Pictured: The Supreme Importance of Family

Even WITHOUT "The Fast & Furious" films. Really, you can't have followed any longer-form pop culture saga without this theme having been anviled on your head incessantly.  Gods help you if you don't Have Family, because It's The Only Thing That Matters, and so most popular narrative is designed to make you feel like you have NOTHING.

When you love your family so much,
you have to marry them.
BTW, only two of three people in this picture survive the ceremony.

It's convenient for long-form narrative, because it lets writers define their cast of characters As A Family and then justify anything around that.

And you don't abandon family,
even if they aren't perfect.

This is why it is so overused.  BUT it's a theme that actually DOES belong in Blue Beetle, where it is handled, well, not subtly, certainly, but solidly.  

As for the rest of the film, 

The CGI was good and believable, which is impressive given how difficult the Blue Beetle III concept is to visually represent.  The film also has the coolest set of stairs since The Exorcist.

Which are quite vertiginous, btw.

Jaime and the other characters were likable and (broadly) believable (except for the villains, who were neither).  

Having a likable and believable hero as your protagonist should not be taken for granted.

The characters are pleasant enough, if a bit stock-y: the Saintly Supportive Father, the Weepy Attentive Mother, the Perky Nana, the Sassy Sister. I missed Paco Testas and Brenda Del Vecchio, who I (and even CBR) think of as Jaime's real supporting cast.

They were sacrificed in favor of family, because family is all.

The plot was pretty tight (if vague: the Scarab doesn't seem to me like something Whose Code You Can Download, but many hands were waved in the making of this film) and proceeded at a good clip; I never felt the movie dragging at any point.  Except in the Afterlife, but you know how leisurely people in the Afterlife are.

Blue Beetle history fans have every reason to be pleased, given how accurately and respectfully Dan Garret (Blue Beetle I) and Ted Kord (Blue Beetle II) are incorporated into the plot.  

I mean: Ted Kord foe CARAPAX? Who expected THAT?!

Delightfully, even though Ted doesn't appear, his tech DOES and it is very satisfying, because it represents him perfectly. It's goofy, amazing, impressive, and not always reliable.  As one of the characters says, "He was like Batman, but with a sense of humor."  Ted Kord doesn't cast a shadow on the movie, he shines a light on it.  This is perhaps the film's most impressive feat.

Fans of broader Ted Kord lore should pay very close attention to where his daughter is from.  True fans will understand the significance of it.

It's pretty sweet.

The film even climaxes on Pago Island.  I didn't expect that amount of comics-accurate respect.

That one; in the DCU.
Not Pago Pago; that's in Samoa.


Mercifully, while the film includes much Blue Beetle history, it spares us any mention of The Reach or The Bleed, which have always been tedious with their Invader Zim bit. The Scarab is "alien combat tech", period.

INSTRUCTION A:
Condense the paragraph of the Blue Beetle review that opens "Delightfully, even though Ted doesn't appear" into a short bulleted list that keeps its main points.
INSTRUCTION B:
Using the Blue Beetle review, answer these:
(i) Which two earlier Blue Beetles are worked into the plot?
(ii) Which two characters does the reviewer miss from Jaime's supporting cast?
(iii) Where does the film reach its climax?
INSTRUCTION C:
Pick up the Blue Beetle review after its final sentence and write the next part.
The material that comes next is from a different source and has nothing to do with the review.

MATERIAL PROVIDED:
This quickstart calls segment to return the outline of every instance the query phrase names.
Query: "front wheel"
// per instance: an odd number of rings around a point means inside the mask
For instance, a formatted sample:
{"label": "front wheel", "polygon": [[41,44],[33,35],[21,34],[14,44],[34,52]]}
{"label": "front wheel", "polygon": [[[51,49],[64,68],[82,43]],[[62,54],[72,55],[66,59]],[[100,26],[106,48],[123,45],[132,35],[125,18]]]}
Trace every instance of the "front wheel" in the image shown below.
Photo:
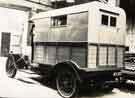
{"label": "front wheel", "polygon": [[74,97],[77,93],[77,79],[69,69],[61,69],[56,77],[58,93],[64,98]]}
{"label": "front wheel", "polygon": [[6,62],[6,74],[10,78],[14,78],[16,75],[17,69],[15,67],[15,62],[12,56],[9,56]]}

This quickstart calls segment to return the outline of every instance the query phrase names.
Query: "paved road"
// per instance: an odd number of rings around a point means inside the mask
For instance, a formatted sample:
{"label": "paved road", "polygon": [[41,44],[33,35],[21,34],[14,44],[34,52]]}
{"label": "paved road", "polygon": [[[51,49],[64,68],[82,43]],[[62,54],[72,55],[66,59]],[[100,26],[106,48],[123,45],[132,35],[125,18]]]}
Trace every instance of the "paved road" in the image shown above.
{"label": "paved road", "polygon": [[[18,72],[15,79],[7,78],[5,58],[0,58],[0,97],[12,98],[61,98],[56,90],[31,79],[39,78],[38,75]],[[86,90],[79,93],[77,98],[135,98],[135,85],[126,84],[122,88],[115,88],[110,93]]]}

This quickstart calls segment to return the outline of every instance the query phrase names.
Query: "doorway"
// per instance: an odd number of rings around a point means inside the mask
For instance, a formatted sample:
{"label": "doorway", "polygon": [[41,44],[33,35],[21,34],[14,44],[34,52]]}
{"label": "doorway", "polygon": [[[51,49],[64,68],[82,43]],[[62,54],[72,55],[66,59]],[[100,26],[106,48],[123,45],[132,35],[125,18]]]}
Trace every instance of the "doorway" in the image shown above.
{"label": "doorway", "polygon": [[10,50],[10,33],[2,32],[1,56],[8,56]]}

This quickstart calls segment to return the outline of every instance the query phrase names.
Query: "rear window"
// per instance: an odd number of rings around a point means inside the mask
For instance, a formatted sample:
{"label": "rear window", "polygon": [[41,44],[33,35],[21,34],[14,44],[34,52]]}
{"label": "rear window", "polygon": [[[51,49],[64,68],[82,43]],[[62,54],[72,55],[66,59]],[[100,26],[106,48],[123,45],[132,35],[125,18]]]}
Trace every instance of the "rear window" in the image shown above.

EXPECTED ANSWER A:
- Ted Kord never appears, but his tech does, and it captures him perfectly.
- The tech is goofy, amazing, impressive, and not always reliable.
- One character describes him as "like Batman, but with a sense of humor."
- Ted doesn't overshadow the movie but brightens it, which may be the film's most impressive feat.

EXPECTED ANSWER B:
(i) Dan Garret (Blue Beetle I) and Ted Kord (Blue Beetle II).
(ii) Paco Testas and Brenda Del Vecchio.
(iii) Pago Island.

EXPECTED ANSWER C:
There are plenty of familiar (and familial) aspects of Latin culture (even more specifically, Mexican) that those in the know will be tickled by (I was slain when the film embraced The Red Grasshopper).  It also does a good job of reminding us that the old people in your life have entire decades of living underlying them that you just know nothing about.  

At the cinema I saw the film at

The Alamo Drafthouse, which has really made Going To The Movies a special treat again.

a trailer interview with Blue Beetle's director (Angel Manuel Soto, famed chronicler of Menudo) ran before the film that was elucidating.  What struck me most was his understanding that shifting the setting from El Paso (where Jaime originally was in comics) to a fictionalized version of that city ("Palmera City") is a "promotion" for Blue Beetle, because tentpole heroes in the DCU have Their Own Cities and lesser ones generally do not.  It's one of the most clear reinforcements of one of my favorite concepts, the idea that The Fictionopolis matters and it's one of the DCU's advantages over the Marvelverse.

Palmera City was created FOR the film, but appeared in comics at least half a year earlier, because comic books not written by Frank Miller come out faster than movies do.


P.S. Because sometimes The Fat Funny Friend is FAMILY, the film has George Lopez in it. Prominently. But I still recommend that you see it, which is high praise, indeed.

Tragically, his character survives.  
Truly, a failed promise.


Monday, May 23, 2016

Haikuesday: The Blue Beetles

There are many immediately great aspects to DC's Rebirth. One is the pairing of the classic Blue Beetle and the newer one.



Um...I meant the two AFTER that. Ted Kord and Jaime Reyes.

Rebirth brings them 'together again for the first time', and it is instantly perfect, with Jaime as the boy who doesn't want to be a superhero and Ted as the adult who blithely ignores that fact completely.

As well he should, for its quite clear that Jaime will be a hero. How? Heroic haiku, of course.

I'll deal, Mister Kord.
But I'm not looking to play
"Batman and Robin".


Sorry, kid; if you end a haiku with "Batman and Robin", you're pretty much destined to be a hero.

What haiku can YOU compose to celebrate the new optimism of Rebirth?

Cynical deconstructionist haiku are not eligible.



Friday, April 08, 2005

Are the Charltonians Making Their Exit?

Are DC's rights to the Charlton heroes about to expire? The flurry of work around some of the Charlton properies seems like desperate attempts by DC to use them while they can...

Didn't it seem odd that the JLU cartoon used Captain Atom twice (or was it three times?) almost immediately?

Didn't it seem odder that they did the same thing with the Question?

And hasn't the Question gotten an unusual amount of "airtime" in the JLU comic book? He just had a whole issue of it to himself ... as did Blue Beetle just a little while ago.

Is it coincidence that Nightshade is in the "Day of Vengeance" miniseries? Gee, I wonder whether she'll survive!

Why bother introducing, in his own miniseries, this "Breach" character, who's so very much like Captain Atom?

Wouldn't DC want to give the best known Charltonian, Blue Beetle, the opportunity for a big splashy farewell? And they did.

Speaking of which, Shazam now has the Scarab. Will that magical relic be a 'victim' of the Day of Vengeance story?

Notice how Sarge Steel has been kind of phased out of DCU happenings, even though he was a big player for quite a while?

What would possess DC to suddenly do a revival of Son of Vulcan in a whole miniseries? And to give him a kid sidekick (a character that would then be owned completely by DC)?

I don't know exactly what I think about all these...coincidences. But I have an idea what the Question would think!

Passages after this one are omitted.